◆ Task to carry out ◆
Return every line of the entries below that contains the word "street", matching case exactly.

◆ Records supplied ◆

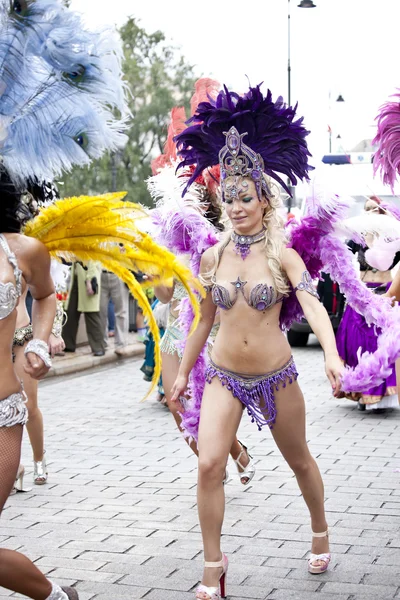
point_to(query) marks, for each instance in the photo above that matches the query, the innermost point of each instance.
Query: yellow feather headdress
(104, 229)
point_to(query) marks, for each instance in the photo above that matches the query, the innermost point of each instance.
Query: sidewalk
(118, 518)
(83, 359)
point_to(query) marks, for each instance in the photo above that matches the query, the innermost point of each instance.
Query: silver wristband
(40, 348)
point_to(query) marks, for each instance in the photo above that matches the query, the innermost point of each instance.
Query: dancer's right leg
(34, 425)
(219, 420)
(170, 368)
(17, 572)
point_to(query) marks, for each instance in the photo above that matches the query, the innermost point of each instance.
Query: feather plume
(323, 211)
(317, 239)
(94, 228)
(60, 86)
(204, 90)
(387, 139)
(270, 127)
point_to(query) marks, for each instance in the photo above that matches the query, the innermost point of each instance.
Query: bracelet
(40, 348)
(58, 320)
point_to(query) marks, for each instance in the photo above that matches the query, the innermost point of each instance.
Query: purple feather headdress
(274, 141)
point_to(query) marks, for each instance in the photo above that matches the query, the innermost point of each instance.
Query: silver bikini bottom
(13, 410)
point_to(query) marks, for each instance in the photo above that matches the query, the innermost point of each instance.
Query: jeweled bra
(261, 297)
(9, 292)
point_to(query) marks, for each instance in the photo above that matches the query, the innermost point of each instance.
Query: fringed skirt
(255, 392)
(354, 334)
(13, 410)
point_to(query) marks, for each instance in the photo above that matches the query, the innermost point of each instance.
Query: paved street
(118, 517)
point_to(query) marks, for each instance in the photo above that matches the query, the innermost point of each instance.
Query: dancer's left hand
(34, 366)
(56, 345)
(334, 369)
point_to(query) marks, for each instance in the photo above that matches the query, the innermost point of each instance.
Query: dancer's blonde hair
(275, 242)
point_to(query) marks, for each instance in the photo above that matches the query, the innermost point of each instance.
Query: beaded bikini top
(261, 297)
(9, 292)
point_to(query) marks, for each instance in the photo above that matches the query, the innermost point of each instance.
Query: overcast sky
(347, 47)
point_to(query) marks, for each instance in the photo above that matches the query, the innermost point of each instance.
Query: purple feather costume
(274, 143)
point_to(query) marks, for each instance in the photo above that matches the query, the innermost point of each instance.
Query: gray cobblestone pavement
(118, 516)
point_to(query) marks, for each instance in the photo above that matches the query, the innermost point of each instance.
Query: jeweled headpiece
(238, 160)
(275, 141)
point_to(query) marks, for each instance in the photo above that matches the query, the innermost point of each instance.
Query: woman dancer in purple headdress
(200, 210)
(355, 333)
(249, 276)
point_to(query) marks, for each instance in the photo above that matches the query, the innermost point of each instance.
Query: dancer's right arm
(196, 342)
(164, 293)
(36, 270)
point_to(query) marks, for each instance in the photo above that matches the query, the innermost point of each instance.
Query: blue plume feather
(60, 85)
(271, 128)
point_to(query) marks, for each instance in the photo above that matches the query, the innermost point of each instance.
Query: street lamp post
(303, 4)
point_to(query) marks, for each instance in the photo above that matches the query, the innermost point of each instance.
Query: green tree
(159, 79)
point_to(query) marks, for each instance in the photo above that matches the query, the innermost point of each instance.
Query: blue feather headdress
(62, 96)
(247, 135)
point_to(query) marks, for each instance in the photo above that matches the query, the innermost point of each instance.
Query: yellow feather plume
(103, 229)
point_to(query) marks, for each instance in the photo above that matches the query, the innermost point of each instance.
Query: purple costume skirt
(255, 392)
(354, 333)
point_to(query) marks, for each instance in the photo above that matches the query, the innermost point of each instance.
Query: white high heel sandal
(245, 472)
(325, 558)
(214, 593)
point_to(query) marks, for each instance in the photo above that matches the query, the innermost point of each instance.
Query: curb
(84, 362)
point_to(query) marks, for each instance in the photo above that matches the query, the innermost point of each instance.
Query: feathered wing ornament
(61, 87)
(319, 239)
(186, 231)
(387, 139)
(105, 229)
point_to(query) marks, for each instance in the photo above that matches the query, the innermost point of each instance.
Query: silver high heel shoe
(19, 482)
(40, 473)
(214, 593)
(245, 472)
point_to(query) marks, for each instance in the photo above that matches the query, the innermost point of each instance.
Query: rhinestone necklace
(243, 242)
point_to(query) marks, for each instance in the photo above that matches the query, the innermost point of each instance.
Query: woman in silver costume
(172, 353)
(248, 276)
(35, 197)
(23, 262)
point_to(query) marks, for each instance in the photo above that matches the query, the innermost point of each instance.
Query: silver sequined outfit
(173, 334)
(13, 409)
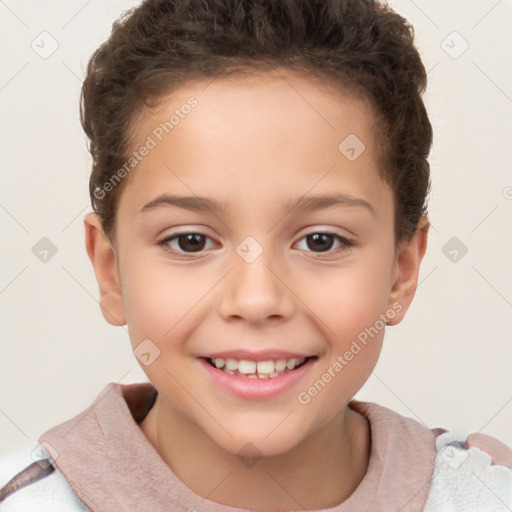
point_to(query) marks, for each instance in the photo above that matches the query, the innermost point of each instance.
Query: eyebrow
(305, 203)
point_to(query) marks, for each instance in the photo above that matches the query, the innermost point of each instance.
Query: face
(255, 278)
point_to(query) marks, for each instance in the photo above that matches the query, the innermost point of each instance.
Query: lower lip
(256, 389)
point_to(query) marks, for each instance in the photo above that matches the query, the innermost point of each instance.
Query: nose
(257, 290)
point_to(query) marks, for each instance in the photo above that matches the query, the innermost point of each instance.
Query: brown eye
(325, 243)
(320, 241)
(183, 243)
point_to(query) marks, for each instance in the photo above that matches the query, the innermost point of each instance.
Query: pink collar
(111, 465)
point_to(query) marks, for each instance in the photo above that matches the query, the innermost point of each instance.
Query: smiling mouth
(258, 370)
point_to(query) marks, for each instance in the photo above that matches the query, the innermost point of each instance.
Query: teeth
(260, 369)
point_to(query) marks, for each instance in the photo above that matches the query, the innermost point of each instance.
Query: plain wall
(448, 364)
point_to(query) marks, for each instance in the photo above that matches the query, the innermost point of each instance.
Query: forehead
(249, 136)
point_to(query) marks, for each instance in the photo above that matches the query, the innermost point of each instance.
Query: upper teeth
(246, 366)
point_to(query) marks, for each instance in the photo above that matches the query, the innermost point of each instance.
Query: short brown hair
(357, 45)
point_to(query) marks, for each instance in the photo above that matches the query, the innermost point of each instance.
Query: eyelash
(346, 243)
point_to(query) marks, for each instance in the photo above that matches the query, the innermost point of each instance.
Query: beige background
(448, 365)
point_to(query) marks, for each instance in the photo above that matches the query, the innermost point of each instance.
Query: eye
(187, 243)
(322, 242)
(195, 242)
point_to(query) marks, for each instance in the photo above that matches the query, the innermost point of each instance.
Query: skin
(256, 143)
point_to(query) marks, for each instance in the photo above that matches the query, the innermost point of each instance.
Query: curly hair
(361, 46)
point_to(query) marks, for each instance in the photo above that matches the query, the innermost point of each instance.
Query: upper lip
(264, 355)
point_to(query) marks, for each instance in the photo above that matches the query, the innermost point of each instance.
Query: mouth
(264, 379)
(269, 369)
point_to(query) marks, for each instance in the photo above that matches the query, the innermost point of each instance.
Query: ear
(103, 259)
(406, 268)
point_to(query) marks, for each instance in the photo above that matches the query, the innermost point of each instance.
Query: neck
(321, 472)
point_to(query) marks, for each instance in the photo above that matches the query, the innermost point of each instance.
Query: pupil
(191, 242)
(320, 241)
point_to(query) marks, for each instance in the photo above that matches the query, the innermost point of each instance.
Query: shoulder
(29, 481)
(471, 472)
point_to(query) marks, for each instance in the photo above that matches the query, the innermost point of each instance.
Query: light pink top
(112, 466)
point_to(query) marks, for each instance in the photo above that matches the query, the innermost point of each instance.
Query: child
(231, 141)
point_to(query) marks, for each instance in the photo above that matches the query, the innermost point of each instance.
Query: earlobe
(406, 268)
(103, 260)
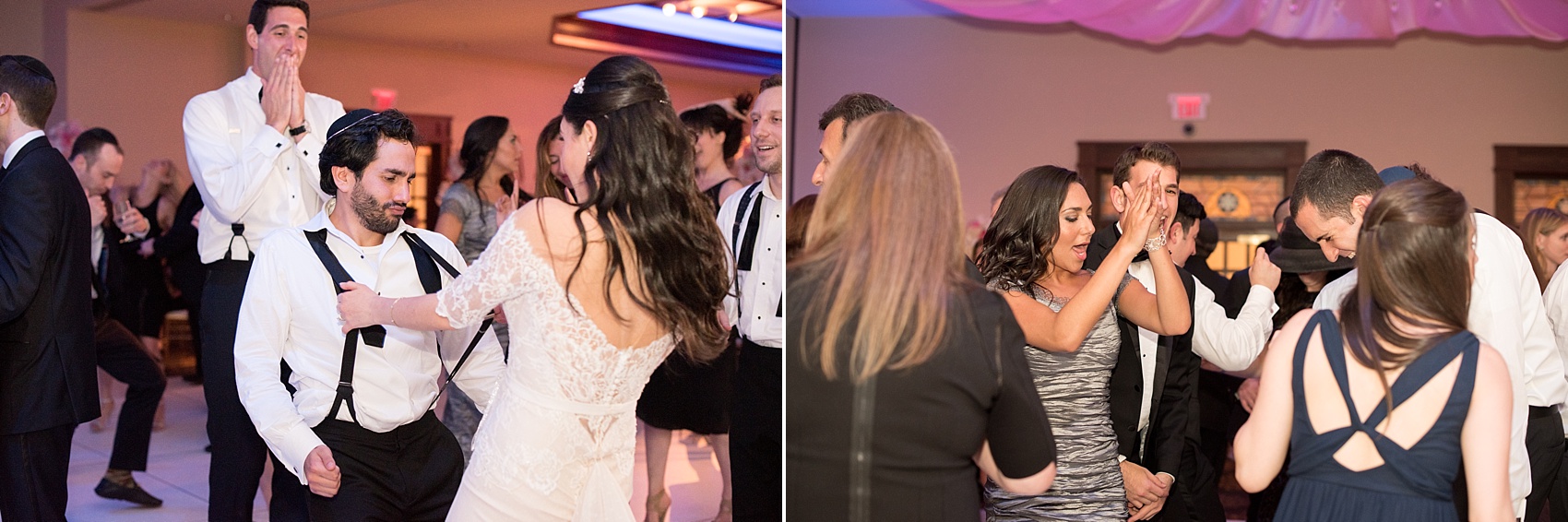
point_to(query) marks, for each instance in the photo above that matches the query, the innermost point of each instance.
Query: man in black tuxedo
(47, 383)
(1148, 416)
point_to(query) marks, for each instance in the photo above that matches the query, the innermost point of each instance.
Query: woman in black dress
(904, 374)
(684, 394)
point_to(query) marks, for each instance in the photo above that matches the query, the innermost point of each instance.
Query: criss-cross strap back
(1427, 468)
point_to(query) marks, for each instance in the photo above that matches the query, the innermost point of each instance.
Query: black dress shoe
(134, 492)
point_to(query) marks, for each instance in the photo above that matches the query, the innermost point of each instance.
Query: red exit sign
(1189, 107)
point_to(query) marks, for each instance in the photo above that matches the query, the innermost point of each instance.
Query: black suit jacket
(1173, 383)
(47, 374)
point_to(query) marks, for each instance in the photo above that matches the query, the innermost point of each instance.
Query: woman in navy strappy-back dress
(1380, 401)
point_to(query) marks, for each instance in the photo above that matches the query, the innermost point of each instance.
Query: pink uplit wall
(1014, 96)
(136, 74)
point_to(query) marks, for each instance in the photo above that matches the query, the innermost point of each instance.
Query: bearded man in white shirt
(353, 416)
(253, 148)
(1332, 193)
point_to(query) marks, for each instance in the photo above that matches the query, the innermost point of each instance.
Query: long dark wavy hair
(544, 183)
(479, 149)
(1015, 248)
(1413, 255)
(717, 120)
(640, 188)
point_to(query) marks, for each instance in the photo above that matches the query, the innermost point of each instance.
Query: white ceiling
(501, 29)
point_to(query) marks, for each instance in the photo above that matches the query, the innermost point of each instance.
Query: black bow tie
(374, 336)
(1142, 255)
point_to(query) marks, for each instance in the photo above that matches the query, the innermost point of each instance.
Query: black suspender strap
(753, 223)
(374, 336)
(741, 210)
(423, 257)
(239, 234)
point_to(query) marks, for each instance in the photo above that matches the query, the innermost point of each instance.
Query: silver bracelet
(1153, 245)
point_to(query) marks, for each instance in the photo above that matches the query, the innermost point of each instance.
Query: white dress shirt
(1216, 338)
(1505, 313)
(761, 289)
(291, 314)
(1556, 303)
(16, 146)
(248, 172)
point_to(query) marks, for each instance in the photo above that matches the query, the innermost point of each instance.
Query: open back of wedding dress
(559, 439)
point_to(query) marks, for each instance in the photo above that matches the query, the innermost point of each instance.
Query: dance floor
(177, 470)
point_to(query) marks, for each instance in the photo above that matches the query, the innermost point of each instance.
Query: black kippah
(349, 121)
(31, 65)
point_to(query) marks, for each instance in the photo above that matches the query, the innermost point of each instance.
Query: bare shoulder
(1490, 367)
(553, 224)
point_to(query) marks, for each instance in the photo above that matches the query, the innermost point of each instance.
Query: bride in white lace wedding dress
(559, 439)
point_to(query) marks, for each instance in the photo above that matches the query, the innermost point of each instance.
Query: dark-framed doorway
(1529, 177)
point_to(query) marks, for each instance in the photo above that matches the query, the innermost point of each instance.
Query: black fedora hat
(1299, 255)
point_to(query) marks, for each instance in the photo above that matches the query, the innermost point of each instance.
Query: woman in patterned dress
(1034, 255)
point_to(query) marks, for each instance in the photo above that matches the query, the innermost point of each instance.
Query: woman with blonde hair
(904, 374)
(1545, 242)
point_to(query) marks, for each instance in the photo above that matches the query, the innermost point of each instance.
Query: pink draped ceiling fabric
(1164, 20)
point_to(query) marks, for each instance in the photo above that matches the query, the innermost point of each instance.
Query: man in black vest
(351, 417)
(47, 383)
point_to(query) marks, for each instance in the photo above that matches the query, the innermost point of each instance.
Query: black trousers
(1559, 495)
(239, 455)
(1543, 441)
(121, 354)
(33, 469)
(407, 474)
(756, 434)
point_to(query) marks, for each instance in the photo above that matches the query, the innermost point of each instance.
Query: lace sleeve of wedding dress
(493, 279)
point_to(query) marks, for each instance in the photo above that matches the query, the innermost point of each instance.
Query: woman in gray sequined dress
(469, 212)
(1034, 255)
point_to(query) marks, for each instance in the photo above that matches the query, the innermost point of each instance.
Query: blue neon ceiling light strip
(720, 31)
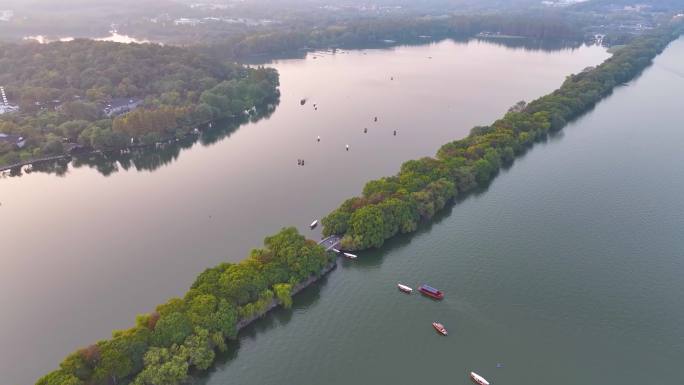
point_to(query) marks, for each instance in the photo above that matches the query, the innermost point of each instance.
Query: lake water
(567, 270)
(83, 253)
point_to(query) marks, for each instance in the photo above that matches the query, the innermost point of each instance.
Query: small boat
(440, 328)
(478, 379)
(431, 292)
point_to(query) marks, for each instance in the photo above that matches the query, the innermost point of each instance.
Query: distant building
(186, 21)
(120, 106)
(6, 14)
(14, 140)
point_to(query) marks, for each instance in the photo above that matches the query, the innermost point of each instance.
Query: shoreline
(276, 302)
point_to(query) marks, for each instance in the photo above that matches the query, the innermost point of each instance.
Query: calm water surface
(567, 270)
(82, 254)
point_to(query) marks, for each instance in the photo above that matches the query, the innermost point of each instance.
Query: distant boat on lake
(431, 292)
(350, 255)
(478, 379)
(440, 328)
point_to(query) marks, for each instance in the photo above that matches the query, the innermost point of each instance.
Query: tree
(367, 227)
(171, 329)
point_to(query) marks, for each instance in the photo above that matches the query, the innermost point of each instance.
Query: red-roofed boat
(431, 292)
(440, 328)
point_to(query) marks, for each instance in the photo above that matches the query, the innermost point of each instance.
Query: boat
(440, 328)
(431, 292)
(478, 379)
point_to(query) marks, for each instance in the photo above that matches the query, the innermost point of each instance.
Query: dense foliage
(185, 333)
(422, 187)
(62, 90)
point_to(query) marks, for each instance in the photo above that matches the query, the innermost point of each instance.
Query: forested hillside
(63, 91)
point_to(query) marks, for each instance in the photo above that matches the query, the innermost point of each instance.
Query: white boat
(478, 378)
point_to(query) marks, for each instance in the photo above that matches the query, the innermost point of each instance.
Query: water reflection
(526, 44)
(148, 158)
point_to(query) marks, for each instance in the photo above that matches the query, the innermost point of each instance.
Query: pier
(330, 242)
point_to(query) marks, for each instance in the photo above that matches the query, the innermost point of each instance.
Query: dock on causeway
(331, 242)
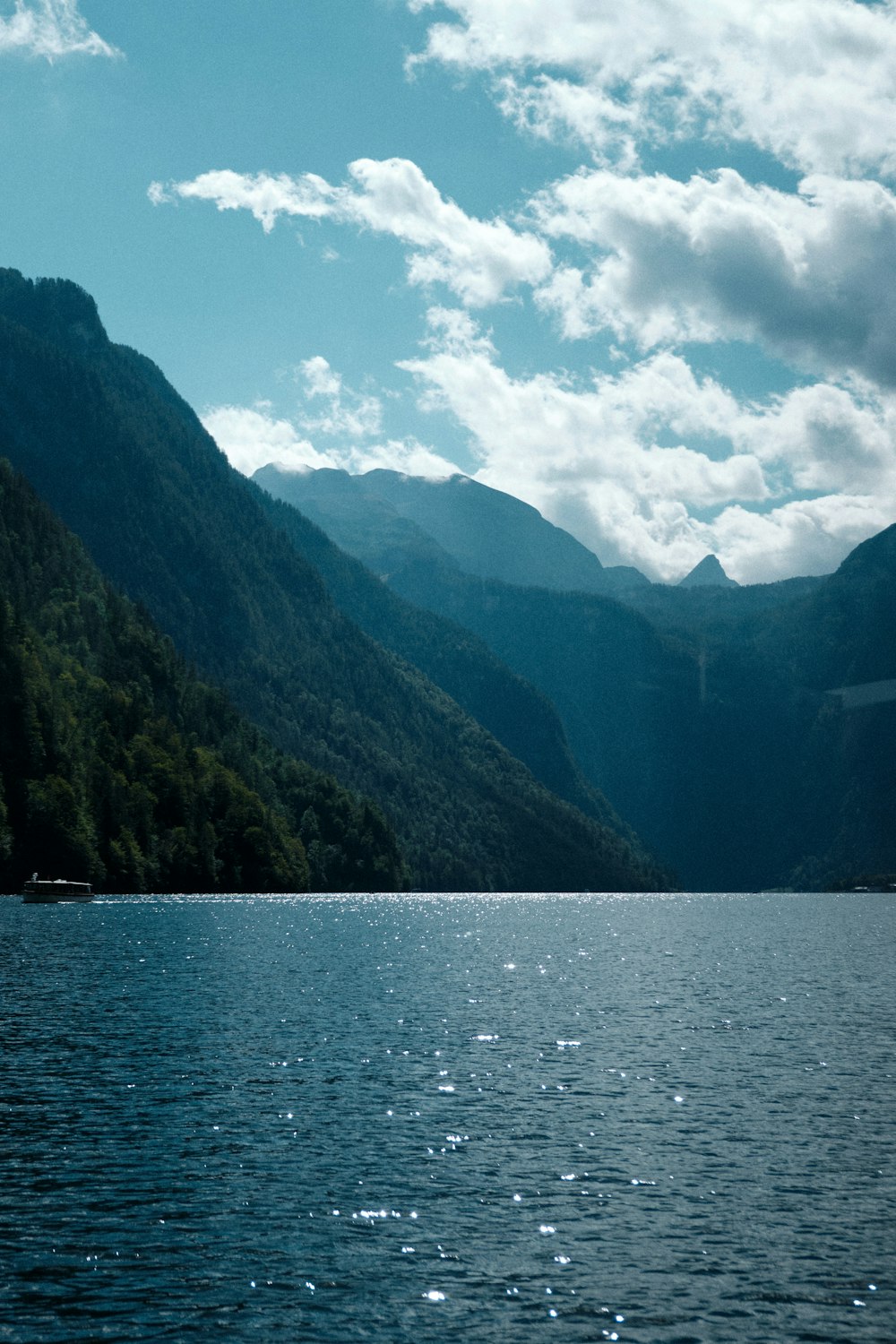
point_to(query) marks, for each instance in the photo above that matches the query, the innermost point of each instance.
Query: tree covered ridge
(118, 766)
(107, 441)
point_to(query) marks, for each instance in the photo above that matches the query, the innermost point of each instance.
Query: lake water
(379, 1118)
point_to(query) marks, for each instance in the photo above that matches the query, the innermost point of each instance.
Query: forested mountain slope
(702, 712)
(120, 768)
(387, 519)
(124, 460)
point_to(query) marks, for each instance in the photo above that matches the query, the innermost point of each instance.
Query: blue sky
(635, 263)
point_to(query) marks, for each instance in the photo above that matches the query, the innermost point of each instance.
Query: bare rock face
(708, 572)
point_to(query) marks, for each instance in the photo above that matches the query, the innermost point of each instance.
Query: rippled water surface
(648, 1118)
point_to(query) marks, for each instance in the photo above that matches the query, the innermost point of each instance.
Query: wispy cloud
(51, 29)
(478, 260)
(810, 81)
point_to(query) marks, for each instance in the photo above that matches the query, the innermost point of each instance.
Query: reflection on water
(584, 1118)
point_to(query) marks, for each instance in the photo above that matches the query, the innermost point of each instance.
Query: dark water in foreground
(648, 1118)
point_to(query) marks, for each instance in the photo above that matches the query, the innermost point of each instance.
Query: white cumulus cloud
(478, 260)
(616, 461)
(810, 274)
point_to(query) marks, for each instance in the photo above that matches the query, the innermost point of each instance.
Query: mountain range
(487, 706)
(685, 706)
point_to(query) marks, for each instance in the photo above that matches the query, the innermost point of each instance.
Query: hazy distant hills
(702, 711)
(745, 734)
(708, 572)
(389, 519)
(107, 441)
(120, 768)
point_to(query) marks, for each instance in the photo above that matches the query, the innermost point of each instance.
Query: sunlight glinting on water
(645, 1118)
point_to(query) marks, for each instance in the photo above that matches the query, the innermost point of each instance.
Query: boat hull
(51, 892)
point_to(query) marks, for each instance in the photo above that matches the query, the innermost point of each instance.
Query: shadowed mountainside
(108, 443)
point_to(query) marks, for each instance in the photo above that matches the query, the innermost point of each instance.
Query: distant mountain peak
(707, 573)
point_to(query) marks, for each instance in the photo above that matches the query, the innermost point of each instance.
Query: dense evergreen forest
(125, 462)
(704, 714)
(118, 766)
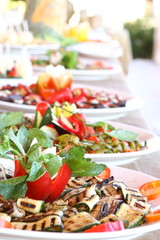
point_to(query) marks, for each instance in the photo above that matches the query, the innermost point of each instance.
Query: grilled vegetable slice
(30, 205)
(140, 205)
(130, 214)
(89, 201)
(79, 222)
(49, 223)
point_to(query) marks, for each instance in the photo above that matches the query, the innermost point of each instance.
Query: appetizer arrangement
(64, 191)
(70, 60)
(67, 127)
(56, 86)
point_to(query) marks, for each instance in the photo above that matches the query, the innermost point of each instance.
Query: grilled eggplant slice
(89, 201)
(30, 205)
(126, 192)
(130, 214)
(140, 205)
(79, 222)
(104, 207)
(49, 223)
(109, 218)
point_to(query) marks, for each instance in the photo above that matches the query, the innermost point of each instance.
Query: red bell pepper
(79, 120)
(105, 174)
(42, 107)
(19, 170)
(107, 227)
(59, 183)
(21, 90)
(40, 188)
(65, 94)
(78, 97)
(153, 216)
(93, 138)
(5, 224)
(151, 190)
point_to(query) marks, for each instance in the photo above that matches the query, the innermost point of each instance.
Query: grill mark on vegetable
(28, 205)
(43, 225)
(34, 227)
(138, 205)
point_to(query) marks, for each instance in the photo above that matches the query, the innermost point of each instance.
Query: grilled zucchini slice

◆ Output below ◆
Query: paved street
Query: street lamp post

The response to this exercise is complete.